Required work: Reproduce exactly, and exclusively, the lines from the line containing "Need: drop a pin on every instance of the brick front" through the final line of the listing below.

Supplied records:
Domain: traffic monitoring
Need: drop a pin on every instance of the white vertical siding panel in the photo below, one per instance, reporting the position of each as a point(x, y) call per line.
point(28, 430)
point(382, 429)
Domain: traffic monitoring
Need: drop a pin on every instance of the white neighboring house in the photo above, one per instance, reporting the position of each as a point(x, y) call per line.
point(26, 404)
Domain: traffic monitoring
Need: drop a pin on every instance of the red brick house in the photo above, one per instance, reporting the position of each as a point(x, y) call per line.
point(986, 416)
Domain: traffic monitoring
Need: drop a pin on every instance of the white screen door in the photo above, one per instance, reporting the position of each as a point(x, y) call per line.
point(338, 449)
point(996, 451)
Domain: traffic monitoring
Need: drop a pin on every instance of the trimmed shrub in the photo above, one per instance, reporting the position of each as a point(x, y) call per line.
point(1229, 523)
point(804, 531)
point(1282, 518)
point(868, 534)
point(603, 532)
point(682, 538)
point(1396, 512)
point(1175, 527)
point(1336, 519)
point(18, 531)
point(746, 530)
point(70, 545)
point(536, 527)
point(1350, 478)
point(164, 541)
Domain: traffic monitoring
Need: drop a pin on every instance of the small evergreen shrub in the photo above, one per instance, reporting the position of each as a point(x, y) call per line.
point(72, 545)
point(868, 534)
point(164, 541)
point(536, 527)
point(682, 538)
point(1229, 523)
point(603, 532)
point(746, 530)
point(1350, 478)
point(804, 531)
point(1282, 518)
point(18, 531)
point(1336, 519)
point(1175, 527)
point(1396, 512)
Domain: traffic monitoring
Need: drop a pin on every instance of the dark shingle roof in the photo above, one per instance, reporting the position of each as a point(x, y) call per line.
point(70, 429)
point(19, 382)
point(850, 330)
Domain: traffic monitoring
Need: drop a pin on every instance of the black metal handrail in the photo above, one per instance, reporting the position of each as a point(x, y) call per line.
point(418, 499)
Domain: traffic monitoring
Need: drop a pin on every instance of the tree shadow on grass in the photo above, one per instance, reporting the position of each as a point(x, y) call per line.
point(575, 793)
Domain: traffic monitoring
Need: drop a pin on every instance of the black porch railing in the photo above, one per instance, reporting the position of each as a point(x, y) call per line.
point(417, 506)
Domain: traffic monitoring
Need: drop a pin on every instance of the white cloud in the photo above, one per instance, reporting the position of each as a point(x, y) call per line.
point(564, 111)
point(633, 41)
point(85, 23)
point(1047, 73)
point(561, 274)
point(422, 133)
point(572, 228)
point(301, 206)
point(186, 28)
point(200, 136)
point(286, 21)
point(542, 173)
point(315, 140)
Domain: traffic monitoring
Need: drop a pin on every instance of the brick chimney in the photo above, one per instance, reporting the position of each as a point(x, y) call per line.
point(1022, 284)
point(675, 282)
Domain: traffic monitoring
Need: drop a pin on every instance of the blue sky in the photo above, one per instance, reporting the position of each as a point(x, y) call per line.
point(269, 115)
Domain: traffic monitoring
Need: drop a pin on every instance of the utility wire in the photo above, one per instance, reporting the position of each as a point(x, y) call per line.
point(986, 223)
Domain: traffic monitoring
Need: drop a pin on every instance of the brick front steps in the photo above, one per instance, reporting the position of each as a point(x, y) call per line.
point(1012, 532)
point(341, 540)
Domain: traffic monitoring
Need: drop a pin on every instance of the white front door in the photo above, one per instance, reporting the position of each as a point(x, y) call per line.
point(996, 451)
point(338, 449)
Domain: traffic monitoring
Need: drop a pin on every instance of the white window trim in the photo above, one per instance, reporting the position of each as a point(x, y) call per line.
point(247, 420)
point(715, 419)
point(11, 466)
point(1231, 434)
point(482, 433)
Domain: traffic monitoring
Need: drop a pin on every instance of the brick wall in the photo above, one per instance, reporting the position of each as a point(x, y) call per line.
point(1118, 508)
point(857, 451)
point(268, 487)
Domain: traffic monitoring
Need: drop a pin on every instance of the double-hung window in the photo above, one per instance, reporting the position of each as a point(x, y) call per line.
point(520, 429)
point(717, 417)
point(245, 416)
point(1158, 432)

Reply:
Need: drop a pin on every instance of the brick front steps in the photo above, one per instance, reporting the position of each as a point(x, y) call per line.
point(1012, 532)
point(341, 540)
Domain: traffic monitoring
Need: drop a pin on every instance of the white front door in the photo above, one per instance, reporting the position of each as a point(x, y) call per line.
point(996, 451)
point(338, 449)
Domain: traffic monitoring
Need: drop a pin on every instance of the white window trim in the photo above, one per instance, reporting the position of each as a point(x, y) call per line.
point(247, 420)
point(715, 419)
point(11, 466)
point(1231, 434)
point(482, 433)
Domain: traffic monitoring
Need: drop a pin on every instance of the brick wall in the photo above, one per instance, reporting the position of each as a point(x, y) call per line.
point(1118, 508)
point(857, 451)
point(268, 487)
Domain: traffic monitoring
Need: drop a pin on every instance of the double-hung window in the photo above, one per instance, reporting the position of each as a point(x, y) call per line.
point(520, 429)
point(717, 417)
point(245, 416)
point(1158, 432)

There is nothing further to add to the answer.